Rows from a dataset
-------

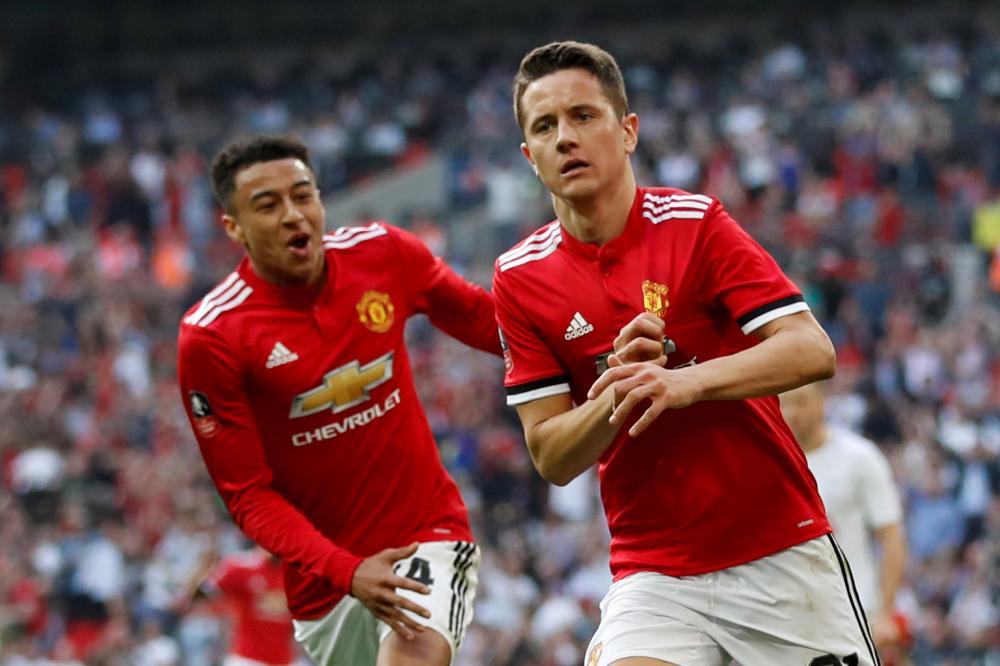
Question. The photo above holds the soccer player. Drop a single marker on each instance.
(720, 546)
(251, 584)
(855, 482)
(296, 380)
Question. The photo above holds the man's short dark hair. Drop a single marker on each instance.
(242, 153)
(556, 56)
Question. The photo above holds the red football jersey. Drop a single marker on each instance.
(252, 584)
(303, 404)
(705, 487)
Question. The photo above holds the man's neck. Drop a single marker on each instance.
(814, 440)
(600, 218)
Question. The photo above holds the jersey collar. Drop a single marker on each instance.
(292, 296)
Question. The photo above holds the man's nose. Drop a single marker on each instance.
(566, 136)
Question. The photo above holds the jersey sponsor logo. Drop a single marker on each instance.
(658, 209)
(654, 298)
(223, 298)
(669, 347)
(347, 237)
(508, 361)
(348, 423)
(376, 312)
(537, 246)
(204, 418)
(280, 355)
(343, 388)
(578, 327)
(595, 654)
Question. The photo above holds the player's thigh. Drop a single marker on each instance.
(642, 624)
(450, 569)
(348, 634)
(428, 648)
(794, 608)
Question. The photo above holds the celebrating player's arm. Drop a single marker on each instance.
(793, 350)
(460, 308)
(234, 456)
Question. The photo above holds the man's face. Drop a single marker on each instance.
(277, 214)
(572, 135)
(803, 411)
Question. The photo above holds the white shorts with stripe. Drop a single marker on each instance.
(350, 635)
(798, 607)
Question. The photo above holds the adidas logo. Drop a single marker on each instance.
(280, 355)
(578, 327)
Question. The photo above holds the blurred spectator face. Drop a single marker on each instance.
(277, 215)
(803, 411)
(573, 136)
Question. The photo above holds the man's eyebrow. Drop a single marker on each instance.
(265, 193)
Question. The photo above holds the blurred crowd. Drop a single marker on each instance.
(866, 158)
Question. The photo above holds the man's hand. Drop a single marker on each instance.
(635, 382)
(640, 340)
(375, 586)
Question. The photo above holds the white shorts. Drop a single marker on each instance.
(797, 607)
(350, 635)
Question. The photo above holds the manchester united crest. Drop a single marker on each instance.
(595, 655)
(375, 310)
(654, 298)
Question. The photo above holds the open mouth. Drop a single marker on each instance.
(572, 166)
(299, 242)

-------

* **Requirements**:
Print all of the records above word for word, omitting the picture.

* **Output below**:
Question. The photo above holds the soccer player. Drop a single marker on each instance.
(720, 546)
(251, 584)
(855, 482)
(296, 380)
Question. The photo above holds the man's short dark hair. Drop a single marker on each instance.
(242, 153)
(556, 56)
Question. The photo above holds the red football jersey. Drop a single marker on each instance.
(252, 584)
(303, 404)
(705, 487)
Question. The photo above holds the man's neck. Drop a single marker on each instance.
(814, 440)
(600, 218)
Question. The photo above holds the jersey collar. Drop a single marker on each instance.
(292, 296)
Question. The photo above holds the man's nose. Drop a single marker on each instance.
(566, 136)
Question. The photo above holds the jersey sponsor logo. Drop a single marker on each instance.
(658, 209)
(654, 298)
(223, 298)
(669, 347)
(347, 237)
(508, 361)
(348, 423)
(376, 312)
(537, 246)
(204, 418)
(280, 355)
(343, 388)
(578, 327)
(595, 654)
Question. The photo above holds the player's thigh. Drop a single marker on each instance.
(642, 624)
(450, 569)
(348, 634)
(428, 648)
(794, 608)
Question. The photo above holds the celebrating player's arm. Drop a single marker on each instance.
(793, 350)
(460, 308)
(234, 456)
Question. The photo above holds the man's face. Drop a single marker on each instance.
(277, 214)
(572, 135)
(803, 411)
Question. The photo above holds the white shorts with stripe. Drop a single marker on each instance.
(350, 635)
(798, 607)
Question. The photo above holds the adidas logo. Drop a single marker on each instance.
(280, 355)
(578, 327)
Question. The photo above holds the blurred spectator face. Drop a single marker on each instance.
(277, 215)
(803, 411)
(573, 136)
Question. The photo above holds the man's eyebrow. Drop a single marker on each instance.
(265, 193)
Question. The photo above holds the blurred crowd. Drop a single marker on each instance.
(866, 158)
Question. The photo above holds the man's hand. Drop a single marker on each instance.
(635, 382)
(640, 340)
(375, 586)
Question. The photo above holds the white shorts. Drop a single marker on each instance.
(797, 607)
(350, 635)
Question. The photo above holds the manchester united crest. Drop a single marker on each instance.
(595, 655)
(375, 310)
(654, 298)
Question. The photo above holds the open mouth. Drop a single marker on each instance.
(572, 166)
(299, 242)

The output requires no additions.